Count the lines in the items below that contain the string "ceiling", treating uppercase and lowercase letters as distinct. Give only the number.

**Supplied material**
========

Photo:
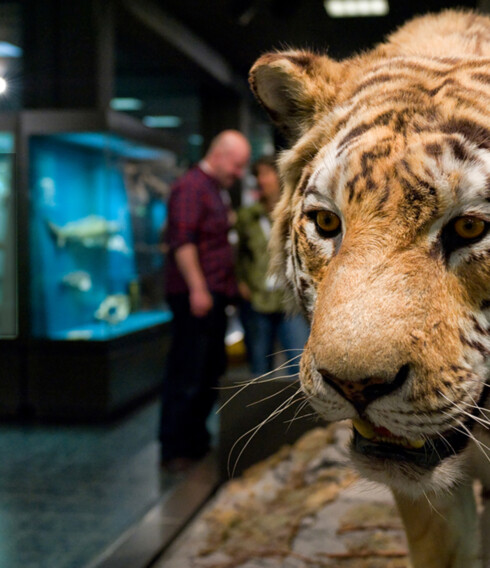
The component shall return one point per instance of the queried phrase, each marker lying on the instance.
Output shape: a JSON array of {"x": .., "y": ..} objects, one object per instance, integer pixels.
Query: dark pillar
[{"x": 68, "y": 53}]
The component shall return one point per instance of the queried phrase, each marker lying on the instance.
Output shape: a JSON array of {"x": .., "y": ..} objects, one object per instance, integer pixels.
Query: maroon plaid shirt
[{"x": 198, "y": 215}]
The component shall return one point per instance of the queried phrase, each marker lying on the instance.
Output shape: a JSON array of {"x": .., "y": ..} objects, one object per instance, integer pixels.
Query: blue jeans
[{"x": 262, "y": 332}]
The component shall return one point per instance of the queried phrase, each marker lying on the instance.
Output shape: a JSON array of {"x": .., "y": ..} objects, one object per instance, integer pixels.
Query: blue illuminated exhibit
[
  {"x": 8, "y": 303},
  {"x": 94, "y": 239}
]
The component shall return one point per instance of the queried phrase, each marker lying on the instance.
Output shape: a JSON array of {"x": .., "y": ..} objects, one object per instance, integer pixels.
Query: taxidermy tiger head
[{"x": 382, "y": 235}]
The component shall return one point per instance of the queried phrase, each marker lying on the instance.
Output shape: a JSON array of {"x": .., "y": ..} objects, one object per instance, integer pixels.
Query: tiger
[{"x": 382, "y": 236}]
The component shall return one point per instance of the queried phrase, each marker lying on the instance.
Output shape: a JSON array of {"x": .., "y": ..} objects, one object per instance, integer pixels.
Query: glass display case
[
  {"x": 93, "y": 326},
  {"x": 98, "y": 206},
  {"x": 8, "y": 290}
]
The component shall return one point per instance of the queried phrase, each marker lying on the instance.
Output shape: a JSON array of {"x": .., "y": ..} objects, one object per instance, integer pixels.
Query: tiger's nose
[{"x": 364, "y": 391}]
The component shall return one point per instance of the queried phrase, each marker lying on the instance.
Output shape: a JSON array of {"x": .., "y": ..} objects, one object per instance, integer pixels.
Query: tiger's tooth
[{"x": 364, "y": 428}]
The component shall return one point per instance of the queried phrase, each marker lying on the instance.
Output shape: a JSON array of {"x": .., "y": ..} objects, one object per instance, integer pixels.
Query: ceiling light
[
  {"x": 9, "y": 50},
  {"x": 162, "y": 121},
  {"x": 126, "y": 103},
  {"x": 356, "y": 8}
]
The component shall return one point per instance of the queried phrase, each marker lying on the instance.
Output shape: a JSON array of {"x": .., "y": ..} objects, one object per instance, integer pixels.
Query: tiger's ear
[{"x": 294, "y": 86}]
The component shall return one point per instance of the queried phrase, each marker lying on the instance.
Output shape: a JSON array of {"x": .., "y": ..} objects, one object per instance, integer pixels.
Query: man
[{"x": 200, "y": 283}]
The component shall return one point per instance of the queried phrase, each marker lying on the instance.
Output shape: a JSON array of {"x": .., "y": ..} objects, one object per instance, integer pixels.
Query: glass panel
[
  {"x": 8, "y": 288},
  {"x": 95, "y": 230}
]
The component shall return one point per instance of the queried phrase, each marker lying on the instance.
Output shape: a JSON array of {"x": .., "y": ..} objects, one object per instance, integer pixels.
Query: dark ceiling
[
  {"x": 243, "y": 29},
  {"x": 152, "y": 66}
]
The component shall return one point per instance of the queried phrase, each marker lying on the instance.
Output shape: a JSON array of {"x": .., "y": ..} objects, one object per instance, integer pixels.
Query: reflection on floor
[{"x": 67, "y": 493}]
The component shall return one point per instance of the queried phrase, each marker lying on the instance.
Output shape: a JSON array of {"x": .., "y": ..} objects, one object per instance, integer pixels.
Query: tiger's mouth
[{"x": 378, "y": 442}]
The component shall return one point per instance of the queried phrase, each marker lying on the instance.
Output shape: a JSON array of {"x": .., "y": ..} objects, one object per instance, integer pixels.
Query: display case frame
[{"x": 77, "y": 379}]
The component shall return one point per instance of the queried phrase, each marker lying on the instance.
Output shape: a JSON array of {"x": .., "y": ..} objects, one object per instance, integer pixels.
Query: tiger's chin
[{"x": 411, "y": 468}]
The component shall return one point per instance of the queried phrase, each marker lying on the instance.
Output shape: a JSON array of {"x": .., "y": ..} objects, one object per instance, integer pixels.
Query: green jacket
[{"x": 253, "y": 259}]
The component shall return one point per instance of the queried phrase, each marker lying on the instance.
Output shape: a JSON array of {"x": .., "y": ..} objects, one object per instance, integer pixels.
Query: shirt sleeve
[{"x": 184, "y": 214}]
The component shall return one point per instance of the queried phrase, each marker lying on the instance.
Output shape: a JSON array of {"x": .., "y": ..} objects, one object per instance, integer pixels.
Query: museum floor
[{"x": 70, "y": 497}]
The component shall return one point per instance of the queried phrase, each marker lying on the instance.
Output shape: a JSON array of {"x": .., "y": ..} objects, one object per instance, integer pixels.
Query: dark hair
[{"x": 270, "y": 161}]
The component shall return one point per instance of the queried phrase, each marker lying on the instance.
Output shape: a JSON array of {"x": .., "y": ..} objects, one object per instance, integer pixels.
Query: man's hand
[
  {"x": 201, "y": 302},
  {"x": 244, "y": 291},
  {"x": 200, "y": 298}
]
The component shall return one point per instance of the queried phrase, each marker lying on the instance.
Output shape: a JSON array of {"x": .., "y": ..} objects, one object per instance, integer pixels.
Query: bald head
[{"x": 228, "y": 156}]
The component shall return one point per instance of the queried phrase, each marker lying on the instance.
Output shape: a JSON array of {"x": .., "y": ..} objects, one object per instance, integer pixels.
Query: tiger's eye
[
  {"x": 327, "y": 221},
  {"x": 469, "y": 227}
]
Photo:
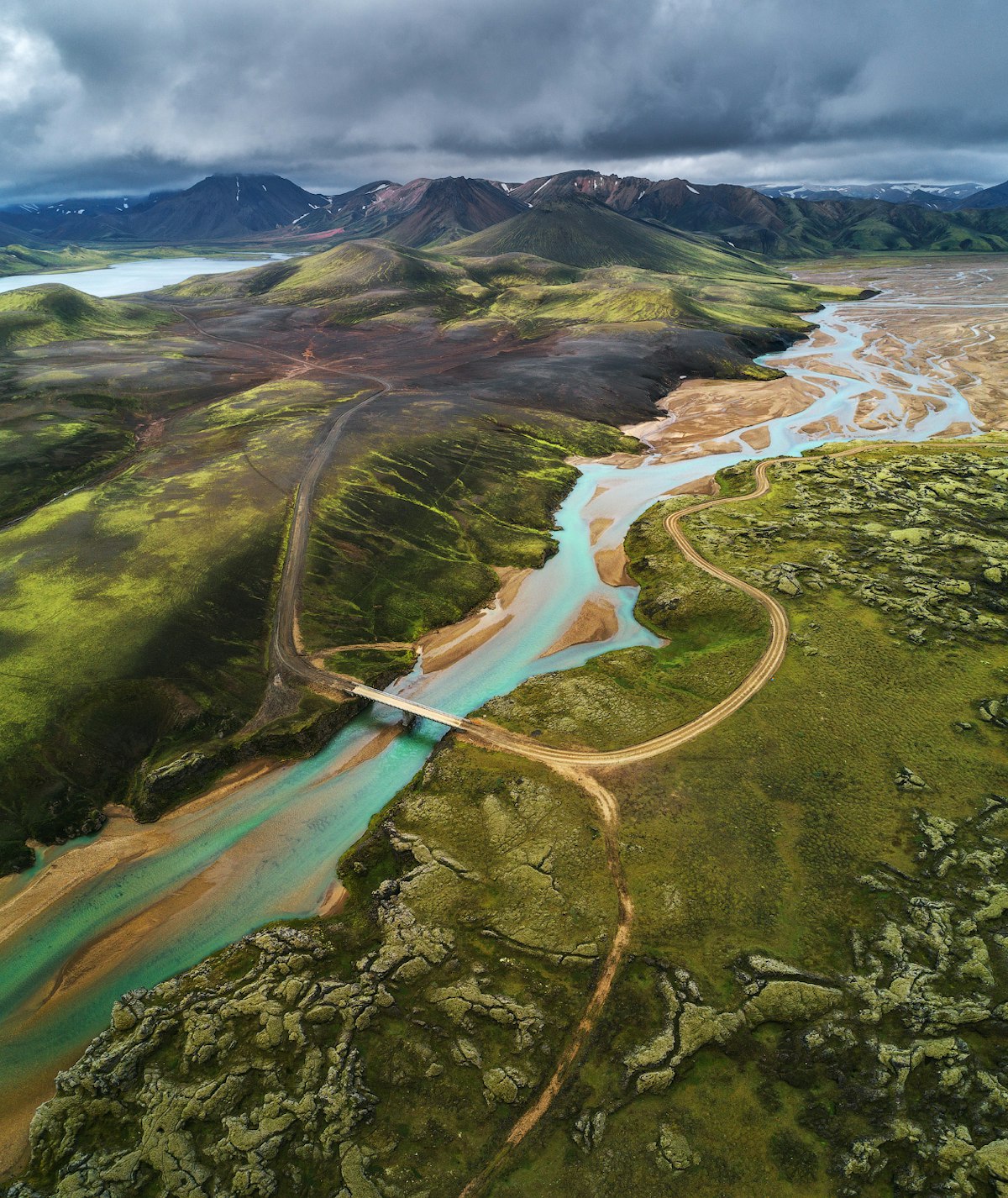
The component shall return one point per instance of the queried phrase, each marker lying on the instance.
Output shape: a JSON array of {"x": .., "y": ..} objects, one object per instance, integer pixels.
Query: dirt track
[
  {"x": 608, "y": 812},
  {"x": 764, "y": 670}
]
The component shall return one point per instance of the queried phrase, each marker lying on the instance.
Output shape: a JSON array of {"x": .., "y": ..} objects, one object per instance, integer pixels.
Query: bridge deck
[{"x": 407, "y": 705}]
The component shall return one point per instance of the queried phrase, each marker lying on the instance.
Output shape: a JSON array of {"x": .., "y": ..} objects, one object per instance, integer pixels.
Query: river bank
[{"x": 267, "y": 849}]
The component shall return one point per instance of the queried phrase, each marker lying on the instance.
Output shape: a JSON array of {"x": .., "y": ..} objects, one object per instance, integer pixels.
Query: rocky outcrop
[{"x": 932, "y": 556}]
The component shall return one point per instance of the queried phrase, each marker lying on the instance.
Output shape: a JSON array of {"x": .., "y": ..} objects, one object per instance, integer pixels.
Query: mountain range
[
  {"x": 945, "y": 198},
  {"x": 777, "y": 222}
]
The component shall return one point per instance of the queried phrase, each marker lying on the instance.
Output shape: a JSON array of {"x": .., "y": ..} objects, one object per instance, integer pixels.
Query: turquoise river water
[{"x": 270, "y": 849}]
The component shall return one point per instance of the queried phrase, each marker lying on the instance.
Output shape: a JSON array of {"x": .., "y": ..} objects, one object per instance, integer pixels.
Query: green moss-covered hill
[
  {"x": 538, "y": 273},
  {"x": 813, "y": 999},
  {"x": 56, "y": 313}
]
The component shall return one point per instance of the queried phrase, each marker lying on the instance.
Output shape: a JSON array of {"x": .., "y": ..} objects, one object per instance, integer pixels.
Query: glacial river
[{"x": 268, "y": 849}]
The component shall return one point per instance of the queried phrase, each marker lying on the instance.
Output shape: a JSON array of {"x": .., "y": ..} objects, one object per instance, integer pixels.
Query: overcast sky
[{"x": 132, "y": 95}]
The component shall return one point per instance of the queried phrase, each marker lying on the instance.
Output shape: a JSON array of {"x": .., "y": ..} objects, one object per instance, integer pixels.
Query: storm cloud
[{"x": 132, "y": 95}]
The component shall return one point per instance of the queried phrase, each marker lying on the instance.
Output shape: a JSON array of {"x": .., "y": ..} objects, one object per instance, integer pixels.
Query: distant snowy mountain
[
  {"x": 940, "y": 197},
  {"x": 989, "y": 198}
]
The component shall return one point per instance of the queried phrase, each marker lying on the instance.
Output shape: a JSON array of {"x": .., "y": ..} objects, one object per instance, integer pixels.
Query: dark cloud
[{"x": 138, "y": 93}]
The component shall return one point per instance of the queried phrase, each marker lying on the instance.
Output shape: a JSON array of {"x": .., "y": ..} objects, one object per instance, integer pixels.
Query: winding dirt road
[
  {"x": 485, "y": 732},
  {"x": 284, "y": 653},
  {"x": 608, "y": 812}
]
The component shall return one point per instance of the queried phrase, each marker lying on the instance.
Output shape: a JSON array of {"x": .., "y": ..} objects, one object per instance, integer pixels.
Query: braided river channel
[{"x": 267, "y": 849}]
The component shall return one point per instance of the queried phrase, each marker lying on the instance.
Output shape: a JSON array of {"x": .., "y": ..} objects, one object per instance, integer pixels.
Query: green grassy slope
[
  {"x": 622, "y": 272},
  {"x": 811, "y": 1001},
  {"x": 580, "y": 233},
  {"x": 54, "y": 313},
  {"x": 403, "y": 542},
  {"x": 137, "y": 609}
]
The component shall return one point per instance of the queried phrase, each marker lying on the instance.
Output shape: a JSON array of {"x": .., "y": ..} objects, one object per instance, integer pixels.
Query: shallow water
[
  {"x": 268, "y": 851},
  {"x": 144, "y": 275}
]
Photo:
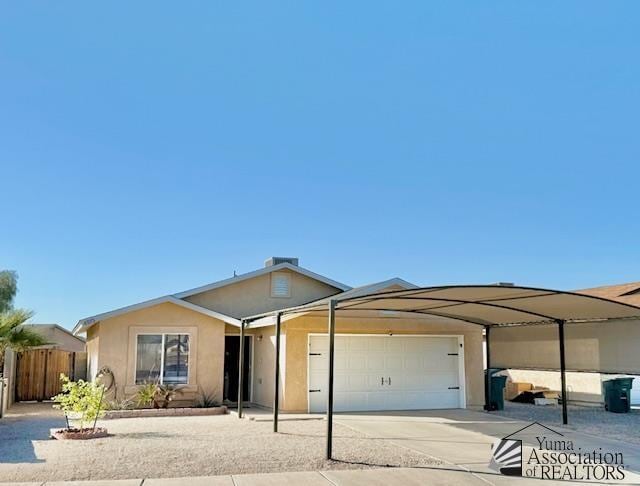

========

**Answer below**
2